# [YOUR INSTRUCTIONS]
Convert every line of the entries below into a Markdown table with the columns Row and Entry line, numbering each line in order and skipping blank lines.
(begin)
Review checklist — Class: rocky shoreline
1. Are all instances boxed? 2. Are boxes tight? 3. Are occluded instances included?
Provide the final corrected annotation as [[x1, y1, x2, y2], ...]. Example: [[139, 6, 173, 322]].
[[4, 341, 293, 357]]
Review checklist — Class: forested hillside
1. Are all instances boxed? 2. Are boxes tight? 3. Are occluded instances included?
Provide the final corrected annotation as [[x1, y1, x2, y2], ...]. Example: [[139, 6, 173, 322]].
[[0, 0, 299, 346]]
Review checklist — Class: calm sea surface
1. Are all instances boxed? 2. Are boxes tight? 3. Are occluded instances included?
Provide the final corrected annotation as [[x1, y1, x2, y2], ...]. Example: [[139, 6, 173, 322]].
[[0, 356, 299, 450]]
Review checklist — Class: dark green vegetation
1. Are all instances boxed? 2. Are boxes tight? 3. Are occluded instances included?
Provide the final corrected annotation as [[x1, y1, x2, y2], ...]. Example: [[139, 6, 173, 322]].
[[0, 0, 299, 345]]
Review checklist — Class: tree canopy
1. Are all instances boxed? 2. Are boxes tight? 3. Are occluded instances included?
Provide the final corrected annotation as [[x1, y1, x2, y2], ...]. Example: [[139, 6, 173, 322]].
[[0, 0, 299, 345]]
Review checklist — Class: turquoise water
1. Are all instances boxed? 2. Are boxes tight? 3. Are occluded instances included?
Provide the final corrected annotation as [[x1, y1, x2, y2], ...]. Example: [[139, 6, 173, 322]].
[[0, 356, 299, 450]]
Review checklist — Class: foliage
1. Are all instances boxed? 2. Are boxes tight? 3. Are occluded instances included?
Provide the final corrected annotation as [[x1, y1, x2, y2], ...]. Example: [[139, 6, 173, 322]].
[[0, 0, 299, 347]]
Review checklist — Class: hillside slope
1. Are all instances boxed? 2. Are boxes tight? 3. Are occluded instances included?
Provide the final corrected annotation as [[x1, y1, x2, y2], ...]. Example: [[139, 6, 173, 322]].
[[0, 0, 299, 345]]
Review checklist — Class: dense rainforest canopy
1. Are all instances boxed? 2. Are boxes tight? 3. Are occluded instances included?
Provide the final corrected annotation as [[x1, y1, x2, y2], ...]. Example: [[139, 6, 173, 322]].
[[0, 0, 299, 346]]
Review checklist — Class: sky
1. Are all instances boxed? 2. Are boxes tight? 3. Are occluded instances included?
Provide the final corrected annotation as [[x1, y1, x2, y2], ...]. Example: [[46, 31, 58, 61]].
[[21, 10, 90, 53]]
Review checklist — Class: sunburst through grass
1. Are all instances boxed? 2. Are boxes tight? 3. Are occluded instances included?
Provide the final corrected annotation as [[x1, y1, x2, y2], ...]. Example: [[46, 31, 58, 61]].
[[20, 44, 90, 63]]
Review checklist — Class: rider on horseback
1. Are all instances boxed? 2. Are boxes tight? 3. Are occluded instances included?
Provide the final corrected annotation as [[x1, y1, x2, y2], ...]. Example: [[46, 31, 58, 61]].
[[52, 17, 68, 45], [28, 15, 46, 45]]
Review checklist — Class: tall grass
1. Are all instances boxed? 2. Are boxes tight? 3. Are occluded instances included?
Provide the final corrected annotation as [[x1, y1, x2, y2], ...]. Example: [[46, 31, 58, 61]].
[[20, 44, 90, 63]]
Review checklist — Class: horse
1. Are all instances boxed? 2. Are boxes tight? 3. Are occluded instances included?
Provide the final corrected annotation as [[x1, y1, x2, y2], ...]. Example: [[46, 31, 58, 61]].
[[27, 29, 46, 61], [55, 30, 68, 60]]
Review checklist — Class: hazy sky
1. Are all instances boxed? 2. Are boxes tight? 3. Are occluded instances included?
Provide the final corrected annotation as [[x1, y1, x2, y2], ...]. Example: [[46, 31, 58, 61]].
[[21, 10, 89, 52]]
(end)
# [COMPLETED EXERCISE]
| Row | Entry line |
|---|---|
| 1 | Review checklist — Class: rocky shoreline |
| 2 | 1. Are all instances boxed? 2. Are boxes tight? 3. Are occluded instances included? |
| 3 | Provide the final corrected annotation as [[x1, y1, x2, y2], ...]. Example: [[139, 6, 173, 322]]. |
| 4 | [[4, 341, 293, 357]] |
| 5 | Review checklist — Class: forested hillside |
| 6 | 1. Are all instances boxed? 2. Are boxes tight? 3. Are occluded instances included? |
| 7 | Provide the final corrected annotation as [[x1, y1, x2, y2], ...]. Example: [[139, 6, 173, 322]]. |
| 8 | [[0, 0, 299, 346]] |
| 9 | Review checklist — Class: calm sea surface |
| 10 | 1. Are all instances boxed? 2. Are boxes tight? 3. Are occluded instances included? |
| 11 | Provide the final corrected annotation as [[x1, y1, x2, y2], ...]. Example: [[139, 6, 173, 322]]. |
| 12 | [[0, 356, 299, 450]] |
| 13 | Review checklist — Class: dark green vegetation |
| 14 | 1. Are all instances boxed? 2. Are boxes tight? 3. Are occluded instances included? |
| 15 | Provide the final corrected annotation as [[x1, y1, x2, y2], ...]. Example: [[139, 6, 173, 322]]. |
| 16 | [[0, 0, 299, 345]] |
| 17 | Review checklist — Class: tree canopy |
| 18 | 1. Are all instances boxed? 2. Are boxes tight? 3. Are occluded instances included? |
| 19 | Provide the final corrected annotation as [[x1, y1, x2, y2], ...]. Example: [[139, 6, 173, 322]]. |
| 20 | [[0, 0, 299, 345]] |
| 21 | Review checklist — Class: turquoise water |
| 22 | 1. Are all instances boxed? 2. Are boxes tight? 3. Are occluded instances included? |
| 23 | Provide the final corrected annotation as [[x1, y1, x2, y2], ...]. Example: [[139, 6, 173, 322]]. |
| 24 | [[0, 356, 299, 450]] |
| 25 | Review checklist — Class: foliage |
| 26 | 1. Are all instances boxed? 2. Are boxes tight? 3. Are occluded instances included? |
| 27 | Provide the final corrected annotation as [[x1, y1, x2, y2], ...]. Example: [[139, 6, 173, 322]]. |
| 28 | [[0, 0, 299, 347]] |
| 29 | Review checklist — Class: hillside slope |
| 30 | 1. Are all instances boxed? 2. Are boxes tight? 3. Are occluded instances included? |
| 31 | Provide the final corrected annotation as [[x1, y1, x2, y2], ...]. Example: [[139, 6, 173, 322]]. |
| 32 | [[0, 0, 299, 345]] |
| 33 | Review checklist — Class: dense rainforest canopy |
| 34 | 1. Are all instances boxed? 2. Are boxes tight? 3. Are occluded instances included? |
| 35 | Provide the final corrected annotation as [[x1, y1, x2, y2], ...]. Example: [[139, 6, 173, 322]]. |
| 36 | [[0, 0, 299, 346]] |
| 37 | Review checklist — Class: sky |
| 38 | 1. Are all instances boxed? 2. Are boxes tight? 3. Are occluded instances included? |
| 39 | Provide the final corrected annotation as [[x1, y1, x2, y2], ...]. Example: [[46, 31, 58, 61]]. |
| 40 | [[21, 10, 90, 53]] |
| 41 | Review checklist — Class: sunburst through grass |
| 42 | 1. Are all instances boxed? 2. Are boxes tight? 3. Are occluded instances included? |
| 43 | Provide the final corrected annotation as [[x1, y1, x2, y2], ...]. Example: [[46, 31, 58, 61]]. |
| 44 | [[20, 44, 90, 63]] |
| 45 | Review checklist — Class: rider on horseback |
| 46 | 1. Are all instances boxed? 2. Are boxes tight? 3. Are occluded instances included? |
| 47 | Provide the final corrected annotation as [[x1, y1, x2, y2], ...]. Example: [[46, 31, 58, 61]]. |
| 48 | [[52, 17, 68, 45], [28, 15, 46, 45]] |
| 49 | Review checklist — Class: tall grass |
| 50 | 1. Are all instances boxed? 2. Are boxes tight? 3. Are occluded instances included? |
| 51 | Provide the final corrected annotation as [[x1, y1, x2, y2], ...]. Example: [[46, 31, 58, 61]]. |
| 52 | [[20, 44, 90, 63]] |
| 53 | Review checklist — Class: horse |
| 54 | 1. Are all instances boxed? 2. Are boxes tight? 3. Are occluded instances included? |
| 55 | Provide the final corrected annotation as [[x1, y1, x2, y2], ...]. Example: [[46, 31, 58, 61]]. |
| 56 | [[27, 29, 46, 61], [55, 30, 68, 60]] |
| 57 | Review checklist — Class: hazy sky |
| 58 | 1. Are all instances boxed? 2. Are boxes tight? 3. Are occluded instances included? |
| 59 | Provide the final corrected annotation as [[x1, y1, x2, y2], ...]. Example: [[46, 31, 58, 61]]. |
| 60 | [[21, 10, 89, 52]] |